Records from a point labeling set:
>> Begin

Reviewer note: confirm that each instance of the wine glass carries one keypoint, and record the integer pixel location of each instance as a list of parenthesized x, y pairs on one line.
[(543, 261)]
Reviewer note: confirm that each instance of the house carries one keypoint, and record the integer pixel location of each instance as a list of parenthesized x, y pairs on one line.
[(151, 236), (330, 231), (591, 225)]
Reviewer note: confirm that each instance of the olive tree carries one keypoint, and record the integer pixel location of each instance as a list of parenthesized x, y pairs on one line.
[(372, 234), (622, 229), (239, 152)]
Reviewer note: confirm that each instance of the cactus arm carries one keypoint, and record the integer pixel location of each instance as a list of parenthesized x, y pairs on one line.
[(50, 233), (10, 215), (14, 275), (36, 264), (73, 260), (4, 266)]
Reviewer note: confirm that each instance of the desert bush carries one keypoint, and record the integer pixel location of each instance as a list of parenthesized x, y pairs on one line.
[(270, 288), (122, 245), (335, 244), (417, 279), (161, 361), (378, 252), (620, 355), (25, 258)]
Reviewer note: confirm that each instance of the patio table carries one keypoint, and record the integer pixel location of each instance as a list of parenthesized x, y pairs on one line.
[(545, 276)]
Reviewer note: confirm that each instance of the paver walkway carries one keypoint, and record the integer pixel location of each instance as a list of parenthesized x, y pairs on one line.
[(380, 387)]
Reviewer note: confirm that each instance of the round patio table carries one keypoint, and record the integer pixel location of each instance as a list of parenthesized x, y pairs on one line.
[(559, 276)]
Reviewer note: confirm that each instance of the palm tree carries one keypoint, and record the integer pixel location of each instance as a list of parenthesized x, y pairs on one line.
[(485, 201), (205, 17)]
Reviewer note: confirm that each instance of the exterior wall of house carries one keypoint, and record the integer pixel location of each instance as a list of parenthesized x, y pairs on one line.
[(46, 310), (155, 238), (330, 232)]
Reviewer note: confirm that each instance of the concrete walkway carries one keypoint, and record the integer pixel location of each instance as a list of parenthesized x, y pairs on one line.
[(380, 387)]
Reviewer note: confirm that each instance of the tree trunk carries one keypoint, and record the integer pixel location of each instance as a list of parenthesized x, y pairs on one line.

>> End

▸ PROBLEM TO SOLVE
Lay out every line of the material above as a numbered list, leaving out any blank lines.

▸ EXPECTED ANSWER
1. Reviewer note: confirm that each instance of the wine glass carries one keypoint, and record the integer pixel location of each instance as a list of parenthesized x, y pairs on one line.
2. [(543, 261)]
3. Reviewer note: confirm that each instance of the house carries one keypoint, and record the integer pixel location of each instance as a list of parenthesized x, y pairs on one line.
4. [(151, 236), (330, 231), (591, 225)]
5. Reviewer note: confirm that each instance of the olive tree carries one keypoint, and record the integer pixel location of each instance as a list of parenthesized x, y pairs on one line.
6. [(372, 234), (622, 229), (239, 152)]
7. Reviewer note: confirm that each instance of the cactus arm carries one keypoint, and record the integer pixel location of each instance as a list of parenthesized x, y pairs on one line.
8. [(50, 233), (10, 215), (14, 275), (36, 264), (73, 260), (4, 266)]
9. Reviewer note: confirm that each instance of the desert bush carries one keypoint, and record the integer pixel location of each instance as a list of parenthesized x, y pairs on one line.
10. [(270, 288), (122, 245), (335, 244), (417, 279), (161, 361), (378, 252), (620, 355), (25, 258)]
11. Reviewer note: confirm that each instance of the patio table carries one keypoint, and record the integer pixel location of each instance as a list of parenthesized x, y pairs on one line.
12. [(545, 276)]
13. Reviewer note: confirm that each instance of the paver walkway carries one keypoint, and record the integer pixel location of each instance as a list of parenthesized x, y pairs on one line.
14. [(380, 387)]
15. Reviewer note: confirm that each instance of the round patio table carries one keypoint, and record the integer pixel location of each instance as a list of parenthesized x, y pairs on one line.
16. [(559, 276)]
17. Reviewer note: confirm that each instance of the palm tree carries one keypoint, and record the integer pixel location of each instance as a list of parenthesized x, y pairs on one line.
18. [(485, 201), (205, 17)]
19. Reviewer note: confirm that each instance of the exterior wall of house carries one keypoint, and record the integer pixel location of each instance as a list of parenthesized x, y pairs on one line.
20. [(46, 310), (155, 238), (330, 232)]
21. Reviewer note: confirm that each instance of the concrete walkway carries one keypoint, and record the integer pixel location of each instance as a list of parenthesized x, y pairs on one line.
22. [(380, 387)]
23. Reviewer note: confirm that each instance of the tree trunk carries one keypoint, and record the integer pixel location of each instance as a list of parenthesized x, y pairs on one line.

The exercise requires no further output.